*WHAT THIS TASK INVOLVES*. Report every line of the data below that contains the string "dark", treating uppercase and lowercase as distinct.

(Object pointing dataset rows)
>>
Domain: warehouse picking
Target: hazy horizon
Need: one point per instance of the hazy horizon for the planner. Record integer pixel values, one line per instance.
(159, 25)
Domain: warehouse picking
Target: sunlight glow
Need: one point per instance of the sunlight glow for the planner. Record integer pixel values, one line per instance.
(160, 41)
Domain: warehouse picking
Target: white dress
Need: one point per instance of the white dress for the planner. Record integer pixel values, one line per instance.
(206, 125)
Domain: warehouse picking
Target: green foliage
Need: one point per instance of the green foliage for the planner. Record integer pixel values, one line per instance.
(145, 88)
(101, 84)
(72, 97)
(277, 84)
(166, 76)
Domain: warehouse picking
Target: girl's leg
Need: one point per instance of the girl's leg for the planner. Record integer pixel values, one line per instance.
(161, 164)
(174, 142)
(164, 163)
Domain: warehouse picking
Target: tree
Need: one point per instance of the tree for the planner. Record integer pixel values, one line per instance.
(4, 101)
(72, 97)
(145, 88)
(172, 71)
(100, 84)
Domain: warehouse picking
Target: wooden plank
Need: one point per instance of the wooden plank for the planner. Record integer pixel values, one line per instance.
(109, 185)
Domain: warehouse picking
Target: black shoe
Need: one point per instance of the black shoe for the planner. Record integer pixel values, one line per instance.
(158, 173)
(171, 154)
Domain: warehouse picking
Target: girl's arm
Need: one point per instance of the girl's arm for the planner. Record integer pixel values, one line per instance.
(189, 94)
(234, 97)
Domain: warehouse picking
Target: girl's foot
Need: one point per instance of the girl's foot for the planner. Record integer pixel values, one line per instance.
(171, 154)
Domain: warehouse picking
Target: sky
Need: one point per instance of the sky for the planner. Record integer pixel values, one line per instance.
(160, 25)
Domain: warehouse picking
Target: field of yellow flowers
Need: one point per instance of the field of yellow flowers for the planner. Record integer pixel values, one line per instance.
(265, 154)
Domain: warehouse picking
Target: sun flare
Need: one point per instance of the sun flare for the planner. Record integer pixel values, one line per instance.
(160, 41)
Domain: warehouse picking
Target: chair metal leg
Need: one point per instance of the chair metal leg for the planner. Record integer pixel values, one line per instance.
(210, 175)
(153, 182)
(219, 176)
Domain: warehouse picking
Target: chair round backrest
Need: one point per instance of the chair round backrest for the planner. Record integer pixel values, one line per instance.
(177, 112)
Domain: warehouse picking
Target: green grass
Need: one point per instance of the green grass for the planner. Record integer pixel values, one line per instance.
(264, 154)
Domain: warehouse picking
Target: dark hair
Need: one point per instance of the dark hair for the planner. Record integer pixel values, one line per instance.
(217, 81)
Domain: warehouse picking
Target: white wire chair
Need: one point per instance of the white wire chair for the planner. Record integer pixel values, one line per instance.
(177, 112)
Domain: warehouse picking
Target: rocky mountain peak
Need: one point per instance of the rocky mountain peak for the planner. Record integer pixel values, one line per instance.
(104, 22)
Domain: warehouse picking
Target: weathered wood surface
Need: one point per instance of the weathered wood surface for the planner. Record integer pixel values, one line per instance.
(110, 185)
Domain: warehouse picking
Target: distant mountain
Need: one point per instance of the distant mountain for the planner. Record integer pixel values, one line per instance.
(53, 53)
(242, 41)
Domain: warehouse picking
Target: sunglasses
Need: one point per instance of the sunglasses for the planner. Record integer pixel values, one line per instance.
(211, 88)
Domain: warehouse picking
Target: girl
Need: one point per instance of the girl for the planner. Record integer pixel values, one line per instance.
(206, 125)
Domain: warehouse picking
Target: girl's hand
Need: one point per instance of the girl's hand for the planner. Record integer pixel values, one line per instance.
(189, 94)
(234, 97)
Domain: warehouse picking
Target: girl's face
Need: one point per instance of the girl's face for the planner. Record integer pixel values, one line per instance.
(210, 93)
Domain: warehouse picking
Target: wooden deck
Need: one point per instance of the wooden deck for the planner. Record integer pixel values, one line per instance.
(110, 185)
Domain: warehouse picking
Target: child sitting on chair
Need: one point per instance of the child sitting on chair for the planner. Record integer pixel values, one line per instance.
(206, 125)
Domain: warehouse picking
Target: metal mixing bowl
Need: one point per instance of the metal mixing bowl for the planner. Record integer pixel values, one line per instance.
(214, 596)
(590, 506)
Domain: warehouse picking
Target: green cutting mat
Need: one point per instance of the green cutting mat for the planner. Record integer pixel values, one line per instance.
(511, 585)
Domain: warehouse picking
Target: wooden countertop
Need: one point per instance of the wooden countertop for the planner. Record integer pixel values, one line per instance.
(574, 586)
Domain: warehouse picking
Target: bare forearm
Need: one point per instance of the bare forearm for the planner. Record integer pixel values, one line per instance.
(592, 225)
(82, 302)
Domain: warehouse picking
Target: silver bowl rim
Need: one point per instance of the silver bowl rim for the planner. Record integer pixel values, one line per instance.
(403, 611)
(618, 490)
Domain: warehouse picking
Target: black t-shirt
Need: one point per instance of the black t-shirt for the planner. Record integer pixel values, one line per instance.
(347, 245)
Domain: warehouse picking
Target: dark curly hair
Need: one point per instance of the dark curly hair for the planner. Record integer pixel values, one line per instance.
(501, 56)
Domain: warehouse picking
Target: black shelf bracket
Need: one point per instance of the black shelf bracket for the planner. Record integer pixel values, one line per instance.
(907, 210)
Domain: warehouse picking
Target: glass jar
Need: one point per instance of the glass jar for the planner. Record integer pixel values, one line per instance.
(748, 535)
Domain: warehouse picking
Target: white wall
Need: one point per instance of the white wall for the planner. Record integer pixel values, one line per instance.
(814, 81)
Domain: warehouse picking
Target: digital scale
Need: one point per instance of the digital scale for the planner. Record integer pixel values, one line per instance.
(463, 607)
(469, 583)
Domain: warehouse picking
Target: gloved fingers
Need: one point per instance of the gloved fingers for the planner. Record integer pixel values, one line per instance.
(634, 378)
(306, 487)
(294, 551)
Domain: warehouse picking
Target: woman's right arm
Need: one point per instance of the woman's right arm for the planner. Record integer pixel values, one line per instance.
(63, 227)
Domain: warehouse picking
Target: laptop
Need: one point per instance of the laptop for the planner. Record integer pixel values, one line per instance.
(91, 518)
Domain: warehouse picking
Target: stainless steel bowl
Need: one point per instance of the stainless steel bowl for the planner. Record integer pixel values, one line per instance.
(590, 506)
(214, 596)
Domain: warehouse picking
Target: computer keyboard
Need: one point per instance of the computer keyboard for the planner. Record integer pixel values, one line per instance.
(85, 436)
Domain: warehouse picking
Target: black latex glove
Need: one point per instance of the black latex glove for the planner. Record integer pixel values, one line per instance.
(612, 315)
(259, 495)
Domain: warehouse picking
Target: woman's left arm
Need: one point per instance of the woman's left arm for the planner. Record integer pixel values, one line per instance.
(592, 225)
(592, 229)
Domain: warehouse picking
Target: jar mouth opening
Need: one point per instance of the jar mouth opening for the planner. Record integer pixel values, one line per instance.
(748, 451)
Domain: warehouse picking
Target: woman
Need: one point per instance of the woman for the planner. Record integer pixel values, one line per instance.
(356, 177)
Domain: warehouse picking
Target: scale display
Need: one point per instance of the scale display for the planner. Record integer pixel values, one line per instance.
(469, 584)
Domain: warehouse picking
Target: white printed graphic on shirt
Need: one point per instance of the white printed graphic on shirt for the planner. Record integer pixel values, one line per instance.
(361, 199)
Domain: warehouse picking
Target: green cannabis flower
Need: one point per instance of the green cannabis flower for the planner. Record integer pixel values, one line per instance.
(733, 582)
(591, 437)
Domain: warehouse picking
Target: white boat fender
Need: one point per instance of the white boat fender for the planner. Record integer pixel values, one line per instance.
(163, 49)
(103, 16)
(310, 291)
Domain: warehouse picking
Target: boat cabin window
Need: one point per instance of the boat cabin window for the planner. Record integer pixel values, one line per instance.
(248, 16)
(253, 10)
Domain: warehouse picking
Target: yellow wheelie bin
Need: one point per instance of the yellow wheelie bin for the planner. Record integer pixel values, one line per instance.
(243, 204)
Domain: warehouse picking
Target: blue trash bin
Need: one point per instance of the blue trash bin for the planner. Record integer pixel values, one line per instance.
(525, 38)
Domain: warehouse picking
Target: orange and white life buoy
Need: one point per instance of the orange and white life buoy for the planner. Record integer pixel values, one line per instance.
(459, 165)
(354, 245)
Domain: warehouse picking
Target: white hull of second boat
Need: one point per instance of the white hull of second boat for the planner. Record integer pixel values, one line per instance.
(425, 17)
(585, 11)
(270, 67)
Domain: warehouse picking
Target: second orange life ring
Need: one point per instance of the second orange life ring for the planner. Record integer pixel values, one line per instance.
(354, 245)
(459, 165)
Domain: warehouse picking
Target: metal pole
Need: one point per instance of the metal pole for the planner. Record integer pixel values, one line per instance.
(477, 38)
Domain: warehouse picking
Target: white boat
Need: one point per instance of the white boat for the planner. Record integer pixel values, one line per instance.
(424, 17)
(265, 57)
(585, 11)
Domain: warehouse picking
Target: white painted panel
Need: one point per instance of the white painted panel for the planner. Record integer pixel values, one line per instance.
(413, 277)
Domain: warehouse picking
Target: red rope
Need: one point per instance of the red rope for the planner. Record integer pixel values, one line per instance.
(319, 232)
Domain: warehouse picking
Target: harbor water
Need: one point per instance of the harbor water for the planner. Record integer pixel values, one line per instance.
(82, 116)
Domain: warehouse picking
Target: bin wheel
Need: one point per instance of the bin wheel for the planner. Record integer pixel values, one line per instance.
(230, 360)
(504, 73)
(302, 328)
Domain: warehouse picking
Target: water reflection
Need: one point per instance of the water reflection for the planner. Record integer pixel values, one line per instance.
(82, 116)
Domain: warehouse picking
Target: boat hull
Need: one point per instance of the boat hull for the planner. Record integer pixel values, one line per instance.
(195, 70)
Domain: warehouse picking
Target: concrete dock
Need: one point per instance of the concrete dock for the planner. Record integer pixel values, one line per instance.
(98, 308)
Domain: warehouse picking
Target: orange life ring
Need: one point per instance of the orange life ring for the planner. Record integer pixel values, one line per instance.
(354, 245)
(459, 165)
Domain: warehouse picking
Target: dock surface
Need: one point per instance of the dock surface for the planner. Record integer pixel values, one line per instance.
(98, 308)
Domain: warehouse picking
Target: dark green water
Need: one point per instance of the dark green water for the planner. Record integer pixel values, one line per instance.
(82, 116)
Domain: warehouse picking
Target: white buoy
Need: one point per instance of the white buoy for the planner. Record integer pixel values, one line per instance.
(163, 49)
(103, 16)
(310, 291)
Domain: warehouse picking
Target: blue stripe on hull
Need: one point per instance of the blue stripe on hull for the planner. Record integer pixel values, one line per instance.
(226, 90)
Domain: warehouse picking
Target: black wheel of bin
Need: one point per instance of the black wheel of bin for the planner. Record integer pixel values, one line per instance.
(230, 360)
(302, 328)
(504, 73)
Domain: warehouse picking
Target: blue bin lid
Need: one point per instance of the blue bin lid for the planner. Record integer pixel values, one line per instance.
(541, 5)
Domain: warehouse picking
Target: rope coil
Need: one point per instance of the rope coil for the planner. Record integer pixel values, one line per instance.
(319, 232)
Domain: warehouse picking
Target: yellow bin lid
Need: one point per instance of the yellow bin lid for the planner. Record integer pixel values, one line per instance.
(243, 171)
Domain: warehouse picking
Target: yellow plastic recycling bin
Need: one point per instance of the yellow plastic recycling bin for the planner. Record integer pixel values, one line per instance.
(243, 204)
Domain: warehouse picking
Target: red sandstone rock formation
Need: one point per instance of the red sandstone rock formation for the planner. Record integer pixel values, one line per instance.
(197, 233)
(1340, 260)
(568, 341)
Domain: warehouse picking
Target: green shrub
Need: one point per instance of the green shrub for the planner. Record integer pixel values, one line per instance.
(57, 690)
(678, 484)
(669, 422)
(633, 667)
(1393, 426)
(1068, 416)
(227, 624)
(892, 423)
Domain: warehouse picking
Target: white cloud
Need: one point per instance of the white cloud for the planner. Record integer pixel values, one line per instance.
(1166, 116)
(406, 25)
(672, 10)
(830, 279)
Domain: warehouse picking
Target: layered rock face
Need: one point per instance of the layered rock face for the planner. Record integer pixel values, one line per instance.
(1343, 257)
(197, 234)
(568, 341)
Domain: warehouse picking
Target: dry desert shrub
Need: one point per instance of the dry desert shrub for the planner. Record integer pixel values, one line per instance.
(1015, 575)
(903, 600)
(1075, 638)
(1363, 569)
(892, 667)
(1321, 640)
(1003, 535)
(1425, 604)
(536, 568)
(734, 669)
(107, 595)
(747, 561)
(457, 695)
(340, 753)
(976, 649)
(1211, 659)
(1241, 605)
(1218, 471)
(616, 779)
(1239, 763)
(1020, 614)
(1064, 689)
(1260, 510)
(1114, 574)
<<
*WRITTEN RESPONSE*.
Target: dark hair
Need: one point per instance of the dark hair for the planner. Record integer pixel values, one line per instance.
Target: dark curly hair
Need: one point per instance of the dark curly hair for the planner. Record integer pixel values, one line per instance.
Target: dark green water
Need: one point per instance of the dark green water for the planner. Record integer pixel values, one line per instance.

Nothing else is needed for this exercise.